* [Problem to solve]: Could you retype all of the entries exactly, without their pictures?

Data provided: Begin

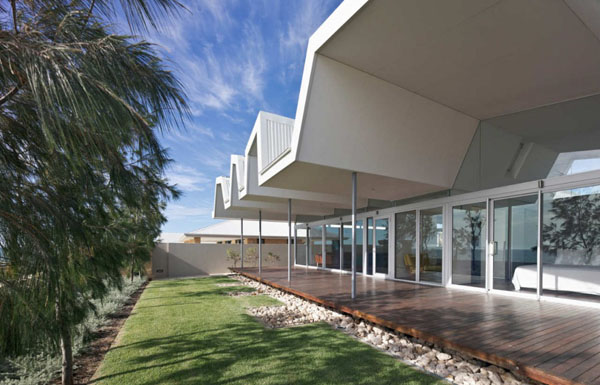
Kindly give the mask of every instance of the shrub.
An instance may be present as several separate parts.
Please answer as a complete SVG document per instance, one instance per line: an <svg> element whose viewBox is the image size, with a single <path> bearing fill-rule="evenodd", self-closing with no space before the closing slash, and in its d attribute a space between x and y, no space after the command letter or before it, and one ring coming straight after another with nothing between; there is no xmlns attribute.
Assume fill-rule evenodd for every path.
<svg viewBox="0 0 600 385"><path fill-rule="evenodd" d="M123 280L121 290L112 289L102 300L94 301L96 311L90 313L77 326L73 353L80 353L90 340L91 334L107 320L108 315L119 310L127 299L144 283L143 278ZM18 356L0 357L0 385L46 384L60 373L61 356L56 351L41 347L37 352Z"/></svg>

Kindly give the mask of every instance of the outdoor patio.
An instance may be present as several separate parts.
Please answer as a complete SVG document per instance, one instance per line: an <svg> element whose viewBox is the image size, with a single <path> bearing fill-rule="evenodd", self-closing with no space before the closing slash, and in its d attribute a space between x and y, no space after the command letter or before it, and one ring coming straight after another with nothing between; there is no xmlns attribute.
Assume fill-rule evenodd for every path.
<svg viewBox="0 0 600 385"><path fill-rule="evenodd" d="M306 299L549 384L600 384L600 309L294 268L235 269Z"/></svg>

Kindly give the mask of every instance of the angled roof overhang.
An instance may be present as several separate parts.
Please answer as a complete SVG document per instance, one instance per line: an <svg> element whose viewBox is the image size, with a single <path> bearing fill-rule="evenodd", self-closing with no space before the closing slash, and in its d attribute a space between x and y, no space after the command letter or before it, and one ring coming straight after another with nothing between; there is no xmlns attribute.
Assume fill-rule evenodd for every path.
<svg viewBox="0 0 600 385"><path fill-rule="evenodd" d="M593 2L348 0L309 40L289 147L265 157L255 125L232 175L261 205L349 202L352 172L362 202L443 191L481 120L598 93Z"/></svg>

Data provided: End

* [Exercise output]:
Kindly give the mask of every instance of the shrub.
An instance may be present as several separate parts.
Please answer as a complete SVG document per instance, one instance per line: an <svg> element whose viewBox is the image size, with a single <path> bearing fill-rule="evenodd", self-closing with no space before the closing slash, and in its d attribute a space between x and y, no space after the command letter or before it, and one ring coming straight after another with nothing between; there is no xmlns attribute.
Assume fill-rule evenodd for every path.
<svg viewBox="0 0 600 385"><path fill-rule="evenodd" d="M123 280L121 290L112 289L102 300L94 301L96 311L90 313L77 326L73 353L80 353L90 340L91 334L107 320L108 315L119 310L127 299L144 283L143 278ZM18 356L0 357L0 385L46 384L60 373L61 356L56 351L41 347L37 352Z"/></svg>

Kindly give the mask of every instance of the outdoor patio.
An instance may be present as several separate parts.
Please answer as a complete SVG document per instance, one instance per line: an <svg> element whose viewBox is the image size, with a single <path> bearing fill-rule="evenodd", self-closing with no space before the closing slash, and in its d attribute a space between x and y, no space after the command letter or before it, and one ring coming straight after another with nothing between; there is no xmlns attribute.
Assume fill-rule evenodd for every path.
<svg viewBox="0 0 600 385"><path fill-rule="evenodd" d="M306 299L549 384L600 384L600 309L294 268L235 269Z"/></svg>

Kindly give the mask of every instance of the angled roof overhang.
An instance may be present as several separate parts.
Please answer as a complete SVG document per instance, one instance per line: an <svg> element whose viewBox is the image size, with a single <path> bearing fill-rule="evenodd", self-closing with no space before the closing slash, and in its d attribute a space between x and y, no space after the command letter or before it, and one ring coming straight after another with nothing between; there is no xmlns attribute.
Assume fill-rule evenodd for every path.
<svg viewBox="0 0 600 385"><path fill-rule="evenodd" d="M593 2L348 0L309 40L289 147L265 157L255 125L232 175L261 205L349 202L352 172L362 202L443 191L481 120L598 93Z"/></svg>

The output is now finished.